Data listing:
▼

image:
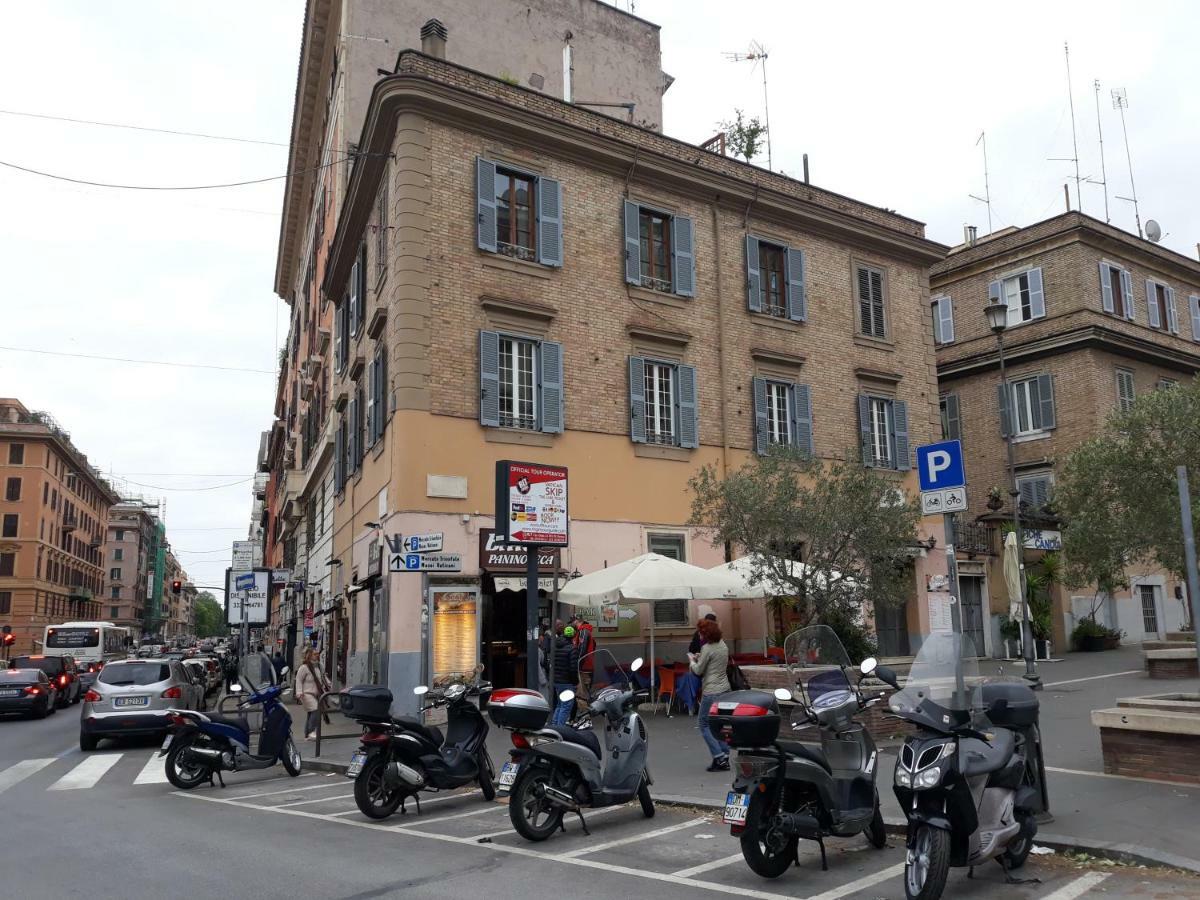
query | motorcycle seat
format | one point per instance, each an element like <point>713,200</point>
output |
<point>574,736</point>
<point>805,751</point>
<point>981,759</point>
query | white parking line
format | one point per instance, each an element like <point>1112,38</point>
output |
<point>18,772</point>
<point>1079,887</point>
<point>87,773</point>
<point>631,839</point>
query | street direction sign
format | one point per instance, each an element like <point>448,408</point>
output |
<point>425,562</point>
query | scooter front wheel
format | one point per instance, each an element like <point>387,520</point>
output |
<point>928,864</point>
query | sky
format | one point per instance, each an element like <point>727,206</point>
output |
<point>888,101</point>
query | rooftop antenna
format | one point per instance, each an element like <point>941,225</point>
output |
<point>1099,131</point>
<point>757,53</point>
<point>987,189</point>
<point>1120,101</point>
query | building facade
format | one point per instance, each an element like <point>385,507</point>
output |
<point>53,517</point>
<point>1097,317</point>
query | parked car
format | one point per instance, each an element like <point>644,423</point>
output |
<point>60,670</point>
<point>29,691</point>
<point>132,697</point>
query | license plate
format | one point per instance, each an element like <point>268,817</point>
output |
<point>736,805</point>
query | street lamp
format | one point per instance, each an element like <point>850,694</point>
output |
<point>997,321</point>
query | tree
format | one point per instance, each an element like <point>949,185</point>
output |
<point>743,137</point>
<point>1117,495</point>
<point>209,616</point>
<point>856,532</point>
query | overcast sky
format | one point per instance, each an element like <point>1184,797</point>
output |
<point>888,100</point>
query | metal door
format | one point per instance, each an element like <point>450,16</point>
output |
<point>971,610</point>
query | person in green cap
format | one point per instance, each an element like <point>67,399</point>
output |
<point>565,659</point>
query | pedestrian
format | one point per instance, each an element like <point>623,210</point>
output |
<point>311,684</point>
<point>565,660</point>
<point>711,665</point>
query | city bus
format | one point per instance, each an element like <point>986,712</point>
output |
<point>91,643</point>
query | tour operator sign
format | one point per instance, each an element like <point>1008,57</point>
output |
<point>531,503</point>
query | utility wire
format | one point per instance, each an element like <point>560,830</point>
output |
<point>139,361</point>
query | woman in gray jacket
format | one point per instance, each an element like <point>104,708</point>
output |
<point>711,665</point>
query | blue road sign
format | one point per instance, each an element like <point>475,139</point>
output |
<point>940,466</point>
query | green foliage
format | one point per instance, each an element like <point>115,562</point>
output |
<point>743,137</point>
<point>1117,493</point>
<point>853,532</point>
<point>209,616</point>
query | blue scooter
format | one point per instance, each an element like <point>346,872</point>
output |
<point>202,745</point>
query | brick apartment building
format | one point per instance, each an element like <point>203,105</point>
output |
<point>53,516</point>
<point>1097,317</point>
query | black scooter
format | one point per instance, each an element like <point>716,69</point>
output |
<point>400,756</point>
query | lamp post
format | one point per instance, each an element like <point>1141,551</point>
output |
<point>997,321</point>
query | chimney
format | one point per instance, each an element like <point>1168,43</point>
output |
<point>433,39</point>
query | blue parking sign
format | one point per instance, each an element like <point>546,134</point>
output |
<point>940,466</point>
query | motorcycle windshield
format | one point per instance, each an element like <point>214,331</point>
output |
<point>943,685</point>
<point>817,661</point>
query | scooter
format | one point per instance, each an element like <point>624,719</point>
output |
<point>971,780</point>
<point>786,790</point>
<point>202,745</point>
<point>556,769</point>
<point>400,757</point>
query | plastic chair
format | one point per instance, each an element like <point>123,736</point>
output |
<point>666,685</point>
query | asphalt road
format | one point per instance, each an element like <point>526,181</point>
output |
<point>107,825</point>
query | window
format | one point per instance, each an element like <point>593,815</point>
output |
<point>871,315</point>
<point>952,421</point>
<point>1125,389</point>
<point>883,427</point>
<point>943,319</point>
<point>521,383</point>
<point>783,414</point>
<point>1032,406</point>
<point>659,250</point>
<point>1161,306</point>
<point>775,280</point>
<point>1023,294</point>
<point>519,214</point>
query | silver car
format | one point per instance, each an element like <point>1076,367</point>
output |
<point>131,697</point>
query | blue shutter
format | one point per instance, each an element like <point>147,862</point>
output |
<point>1107,300</point>
<point>900,435</point>
<point>864,430</point>
<point>551,387</point>
<point>802,419</point>
<point>1037,298</point>
<point>683,256</point>
<point>1045,402</point>
<point>490,379</point>
<point>631,220</point>
<point>754,276</point>
<point>485,204</point>
<point>797,299</point>
<point>550,222</point>
<point>689,432</point>
<point>637,400</point>
<point>759,391</point>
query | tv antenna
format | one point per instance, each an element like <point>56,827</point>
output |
<point>1120,101</point>
<point>756,54</point>
<point>987,189</point>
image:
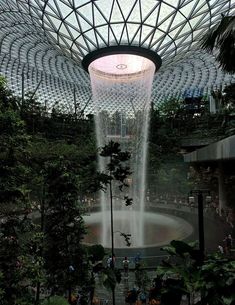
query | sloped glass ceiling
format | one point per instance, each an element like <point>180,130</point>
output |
<point>42,44</point>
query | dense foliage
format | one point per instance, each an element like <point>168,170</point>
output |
<point>46,165</point>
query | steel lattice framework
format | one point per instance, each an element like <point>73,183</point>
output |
<point>43,42</point>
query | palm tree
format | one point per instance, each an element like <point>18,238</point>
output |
<point>221,39</point>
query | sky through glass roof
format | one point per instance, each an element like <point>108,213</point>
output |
<point>47,40</point>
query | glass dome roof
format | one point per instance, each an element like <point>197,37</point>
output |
<point>46,41</point>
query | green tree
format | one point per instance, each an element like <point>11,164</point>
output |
<point>64,228</point>
<point>116,173</point>
<point>14,196</point>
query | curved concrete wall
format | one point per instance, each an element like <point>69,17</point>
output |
<point>221,150</point>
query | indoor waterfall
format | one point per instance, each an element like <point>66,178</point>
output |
<point>121,88</point>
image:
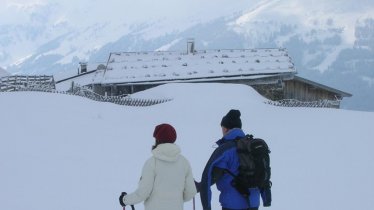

▲

▶ **Stated exercise**:
Put each line of the rows above into a JSON list of strings, one string per line, with blank lines dropped. Leave the pictures out of the answer.

▶ **The completed task**:
[
  "image:",
  "query | motorcycle seat",
  "format | one point per instance, each an element like <point>713,200</point>",
  "output |",
  "<point>574,736</point>",
  "<point>805,751</point>",
  "<point>981,759</point>",
  "query | white parking line",
  "format | one point per instance, each an element like <point>1112,38</point>",
  "output |",
  "<point>18,772</point>",
  "<point>1079,887</point>",
  "<point>87,773</point>",
  "<point>631,839</point>",
  "query | street direction sign",
  "format | one point per instance, each an element like <point>448,408</point>",
  "output |",
  "<point>425,562</point>",
  "query | scooter front wheel",
  "format | one point per instance, each an element like <point>387,520</point>",
  "output |",
  "<point>928,864</point>",
  "query | sky",
  "format | one point per instance, each an element like <point>727,206</point>",
  "output |",
  "<point>888,101</point>",
  "query | rooftop antenna",
  "format | one point per instance, each an element like <point>941,225</point>",
  "output |",
  "<point>1099,131</point>",
  "<point>757,53</point>",
  "<point>987,189</point>",
  "<point>1120,101</point>",
  "query | building facade",
  "format | one point per instance, each an element like <point>385,507</point>",
  "output |",
  "<point>53,517</point>",
  "<point>1097,317</point>",
  "query | parked car",
  "format | one point per instance, each an element like <point>644,423</point>",
  "output |",
  "<point>60,670</point>",
  "<point>29,691</point>",
  "<point>132,697</point>",
  "query | license plate",
  "format | one point per instance, each an element like <point>268,817</point>",
  "output |",
  "<point>736,805</point>",
  "query | street lamp",
  "format | one point per instance, each an element like <point>850,694</point>",
  "output |",
  "<point>997,321</point>",
  "query | tree",
  "format | one point per instance, each an element like <point>949,185</point>",
  "output |",
  "<point>743,137</point>",
  "<point>1117,495</point>",
  "<point>209,616</point>",
  "<point>856,532</point>",
  "query | overcast sky",
  "format | one point per instance, each an element like <point>1184,797</point>",
  "output |",
  "<point>888,100</point>",
  "query | metal door",
  "format | one point per instance, each an element like <point>450,16</point>",
  "output |",
  "<point>971,610</point>",
  "query | person in green cap",
  "format | one point per instance, each an element like <point>67,399</point>",
  "output |",
  "<point>565,659</point>",
  "query | pedestrian",
  "format | one point per instance, each an element like <point>623,210</point>",
  "output |",
  "<point>311,684</point>",
  "<point>565,660</point>",
  "<point>711,665</point>",
  "query | city bus",
  "format | one point per instance, each an element like <point>986,712</point>",
  "output |",
  "<point>91,643</point>",
  "query | tour operator sign",
  "format | one point per instance, each an element like <point>1008,57</point>",
  "output |",
  "<point>531,503</point>",
  "query | utility wire",
  "format | one point per instance, each an element like <point>560,830</point>",
  "output |",
  "<point>139,361</point>",
  "query | woman in gray jacket",
  "format | one point per instance, each an element like <point>104,708</point>",
  "output |",
  "<point>711,665</point>",
  "query | blue road sign",
  "format | one point per instance, each an element like <point>475,139</point>",
  "output |",
  "<point>940,466</point>",
  "query | green foliage",
  "format | one point per instance, each an element like <point>115,562</point>",
  "output |",
  "<point>743,137</point>",
  "<point>1117,493</point>",
  "<point>853,532</point>",
  "<point>209,616</point>",
  "query | blue scooter",
  "format | one point per instance, each an element like <point>346,872</point>",
  "output |",
  "<point>202,745</point>",
  "query | brick apartment building",
  "format | one point per instance, each an element like <point>203,105</point>",
  "output |",
  "<point>53,516</point>",
  "<point>1097,317</point>",
  "query | black scooter",
  "format | one point per instance, each an element like <point>716,69</point>",
  "output |",
  "<point>400,756</point>",
  "query | lamp post",
  "format | one point per instance, each an element like <point>1141,551</point>",
  "output |",
  "<point>997,321</point>",
  "query | chimney",
  "format | one point per instance, each an element like <point>1168,43</point>",
  "output |",
  "<point>433,39</point>",
  "query | blue parking sign",
  "format | one point per instance, each an element like <point>546,134</point>",
  "output |",
  "<point>940,466</point>",
  "query | motorcycle windshield",
  "format | one point per instance, each an element like <point>214,331</point>",
  "output |",
  "<point>943,685</point>",
  "<point>817,661</point>",
  "query | scooter",
  "format | one point per instance, each an element like <point>624,719</point>",
  "output |",
  "<point>971,780</point>",
  "<point>786,790</point>",
  "<point>202,745</point>",
  "<point>556,769</point>",
  "<point>400,757</point>",
  "query | plastic chair",
  "format | one point per instance, each an element like <point>123,736</point>",
  "output |",
  "<point>666,685</point>",
  "query | asphalt road",
  "format | one point per instance, each an element like <point>526,181</point>",
  "output |",
  "<point>107,825</point>",
  "query | window",
  "format | one point per instance, each an element like <point>593,815</point>",
  "output |",
  "<point>871,315</point>",
  "<point>952,421</point>",
  "<point>1125,389</point>",
  "<point>883,427</point>",
  "<point>943,319</point>",
  "<point>521,383</point>",
  "<point>783,414</point>",
  "<point>1032,406</point>",
  "<point>659,250</point>",
  "<point>1161,306</point>",
  "<point>775,280</point>",
  "<point>1023,294</point>",
  "<point>519,214</point>",
  "query | silver car",
  "format | one point per instance, each an element like <point>1076,367</point>",
  "output |",
  "<point>131,697</point>",
  "query | blue shutter",
  "format | one point per instance, each an element like <point>147,862</point>",
  "output |",
  "<point>1107,300</point>",
  "<point>900,435</point>",
  "<point>864,430</point>",
  "<point>551,387</point>",
  "<point>802,419</point>",
  "<point>1037,298</point>",
  "<point>683,256</point>",
  "<point>1045,402</point>",
  "<point>490,379</point>",
  "<point>631,220</point>",
  "<point>754,276</point>",
  "<point>485,204</point>",
  "<point>797,299</point>",
  "<point>550,222</point>",
  "<point>689,432</point>",
  "<point>637,400</point>",
  "<point>759,391</point>",
  "query | tv antenna",
  "format | one point per instance, each an element like <point>56,827</point>",
  "output |",
  "<point>1120,101</point>",
  "<point>756,54</point>",
  "<point>987,189</point>",
  "image:",
  "query | sloped glass ceiling",
  "format | one point per instance, each an element like <point>180,130</point>",
  "output |",
  "<point>42,44</point>",
  "query | dense foliage",
  "format | one point per instance, each an element like <point>168,170</point>",
  "output |",
  "<point>46,165</point>",
  "query | steel lattice framework",
  "format | one point per instance, each an element like <point>73,183</point>",
  "output |",
  "<point>43,42</point>",
  "query | palm tree",
  "format | one point per instance, each an element like <point>18,238</point>",
  "output |",
  "<point>221,39</point>",
  "query | sky through glass roof",
  "format | one point per instance, each an element like <point>108,213</point>",
  "output |",
  "<point>47,40</point>",
  "query | glass dome roof",
  "format | one point per instance, each an element like <point>197,37</point>",
  "output |",
  "<point>46,41</point>",
  "query | green tree",
  "format | one point per instance, each an element like <point>11,164</point>",
  "output |",
  "<point>64,228</point>",
  "<point>116,173</point>",
  "<point>14,196</point>",
  "query | curved concrete wall",
  "format | one point per instance, each an element like <point>69,17</point>",
  "output |",
  "<point>221,150</point>",
  "query | indoor waterfall",
  "format | one point per instance, each an element like <point>66,178</point>",
  "output |",
  "<point>121,88</point>",
  "image:"
]